■ SOURCE EXTRACT:
··········

When the year began, Comscore appeared poised to make a legitimate run at Nielsen’s dominance over the measurement industry and make cross-platform measurement, a long-held dream among advertisers, into a reality. Comscore was seemingly coming out of a bumpy period, marked by an accounting scandal in which the company misreported revenue from 2013 through 2015 and had its stock delisted from Nasdaq as a result.
That was all to change when Comscore brought on Bryan Wiener as CEO in April 2018. The former CEO and chair of Dentsu Aegis Network’s 360i who had joined Comscore’s board in October, Wiener took the helm of Comscore with a plan to realize the cross-platform measurement promise of Comscore’s February 2016 merger with TV measurement firm Rentrak, a promise postponed by the accounting scandal. Wiener pointed the company’s compass toward developing a cross-platform measurement currency. The introduction of that currency, Comscore Campaign Ratings, as a beta test in September 2018 signaled that the Titanic was turning.
Then what had been a dream that was finally becoming a reality turned into a nightmare. On March 31, 2019, Wiener and Comscore president Sarah Hofstetter — Wiener’s successor at 360i who joined Comscore in September 2018 — announced their resignations from Comscore after the company’s board demanded cuts that the pair argued would compromise their long-term strategy to establish a cross-platform measurement currency.
In their absence, the effort to combine Comscore and Rentrak to rival Nielsen appears to be coming undone, based on conversations with 12 people who have knowledge of the inner workings of Comscore’s business following Wiener’s and Hofstetter’s departure, including former employees and agency executives. Instead of overtaking Nielsen, Comscore has been overtaken by Rentrak, according to former Comscore employees. Agency executives have similarly observed an emphasis on the TV measurement side of Comscore’s overall business in conversations with the company’s leadership, which now primarily consists of former Rentrak executives.
The TV and video advertising industries have been approaching an inflection point that holds the potential for the measurement industry to undergo its own seismic shift. As the two media continue to merge, measurement across TV and digital has emerged as the foundation for adequately accounting for audiences and ad dollars on a like-for-like basis. This inflection point has made an opening for a company like Comscore to challenge, if not usurp, Nielsen’s standing as the preeminent measurement provider. With its legacy digital measurement business and growing advanced TV measurement business, Comscore was considered especially well-positioned to measure media and advertising in an era when all media are delivered over the internet and ads are bought against advanced audience segments instead of traditional age-and-gender categories. However, Comscore’s aims appear to have narrowed to focus on growing the Rentrak side of the business in the short term.
Cuts to Comscore
While still considered by industry executives to be Nielsen’s biggest rival, Comscore has shrunk in multiple respects following Wiener’s and Hofstetter’s resignations. The company’s stock price has sunk from $20.25 on March 29 — two days before Wiener and Hofstetter announced their resignations — to less than $2, as of this writing. Its total revenue declined by 4% year over year to $96.9 million in the second quarter of 2019, while its net loss ballooned from $56.0 million in Q2 2018 to $279.5 million in Q2 2019. Its ambitions have narrowed from competing with Nielsen’s TV measurement business to concentrating on complementing it with Rentrak’s advanced TV measurement capabilities that go beyond traditional age-and-gender-based measurement, according to multiple former employees. And multiple rounds of layoffs this year have diminished the company’s product and sales teams, the former employees said.

··········

■ STORED DATA:
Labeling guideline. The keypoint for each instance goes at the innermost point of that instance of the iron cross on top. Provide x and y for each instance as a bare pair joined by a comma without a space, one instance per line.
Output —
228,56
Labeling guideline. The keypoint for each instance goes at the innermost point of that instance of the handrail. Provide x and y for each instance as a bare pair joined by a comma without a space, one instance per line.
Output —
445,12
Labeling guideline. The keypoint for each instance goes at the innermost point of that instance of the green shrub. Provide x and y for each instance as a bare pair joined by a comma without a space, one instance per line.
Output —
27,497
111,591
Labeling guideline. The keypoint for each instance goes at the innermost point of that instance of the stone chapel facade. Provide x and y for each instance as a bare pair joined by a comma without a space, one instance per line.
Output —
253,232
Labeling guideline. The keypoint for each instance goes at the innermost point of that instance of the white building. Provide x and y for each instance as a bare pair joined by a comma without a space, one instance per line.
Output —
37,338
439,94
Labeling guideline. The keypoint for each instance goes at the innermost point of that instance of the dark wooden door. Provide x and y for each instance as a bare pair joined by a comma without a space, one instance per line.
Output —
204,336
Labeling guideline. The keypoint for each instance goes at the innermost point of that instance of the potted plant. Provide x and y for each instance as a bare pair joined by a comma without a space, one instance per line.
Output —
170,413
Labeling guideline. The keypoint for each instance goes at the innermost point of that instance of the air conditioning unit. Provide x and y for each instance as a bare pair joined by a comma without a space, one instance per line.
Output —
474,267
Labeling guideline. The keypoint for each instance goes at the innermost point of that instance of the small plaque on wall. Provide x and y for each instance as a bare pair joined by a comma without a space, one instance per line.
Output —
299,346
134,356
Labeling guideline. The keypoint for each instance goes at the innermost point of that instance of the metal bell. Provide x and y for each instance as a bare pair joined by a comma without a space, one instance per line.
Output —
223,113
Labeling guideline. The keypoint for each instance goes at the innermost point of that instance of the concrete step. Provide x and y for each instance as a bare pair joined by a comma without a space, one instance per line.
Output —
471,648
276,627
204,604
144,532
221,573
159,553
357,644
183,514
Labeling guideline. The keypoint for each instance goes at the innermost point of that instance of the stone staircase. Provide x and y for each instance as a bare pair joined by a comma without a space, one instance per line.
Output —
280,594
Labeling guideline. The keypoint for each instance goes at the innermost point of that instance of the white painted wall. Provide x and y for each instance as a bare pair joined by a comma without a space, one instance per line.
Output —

··········

■ EXERCISE REQUIREMENTS: Continue the article on Comscore's decline after Wiener's and Hofstetter's resignations, starting after its last sentence. The data is not needed for this.

■ FINAL ANSWER:
On August 20, Comscore announced in a regulatory filing that it is laying off 8% of its workforce. According to former Comscore employees, roughly 150 people are being let go, including evp of brand and agency sales Moritz Loew; evp Anthony Psacharopoulos; and svp of strategic partnerships and business development Sumit Shukla. These three executives reported to chief commercial officer Chris Wilson and were considered by former employees to represent the company’s digital sales leadership. Loew, in particular, was in charge of selling all Comscore services, including Rentrak, to advertisers and agencies, while Psacharopoulos worked with digital publishers and platforms. Shukla’s position is said to have been a hybrid role with an emphasis on working with walled gardens and platforms like Roku. That the trio represented the digital side of Comscore’s business — i.e. its legacy online and mobile measurement business — may have made all the difference.
In the wake of Wiener’s and Hofstetter’s departures, Comscore’s digital business has taken a backseat to Rentrak’s TV measurement business, according to multiple former Comscore employees. Wiener, Hofstetter, Loew, Psacharopoulos and Shukla did not respond to requests for comment.
“The reality is that the marketplace is evolving. Demand for standalone traditional digital services is declining. Comscore is therefore focused on innovating in a multi-platform cross-media world — of which digital is a huge part. It’s inaccurate to say that Comscore has lost its digital leadership. Further, our executive teams are speaking daily with agency and network executives who are helping guide our cross-platform strategy and innovation. We’ll be sharing more details on our new approach in the coming days. Ultimately, we are redefining Comscore’s mission to capitalize on our customers’ needs. We truly believe these changes will result in a more focused and successful company,” said Comscore interim CEO Dale Fuller in an emailed statement.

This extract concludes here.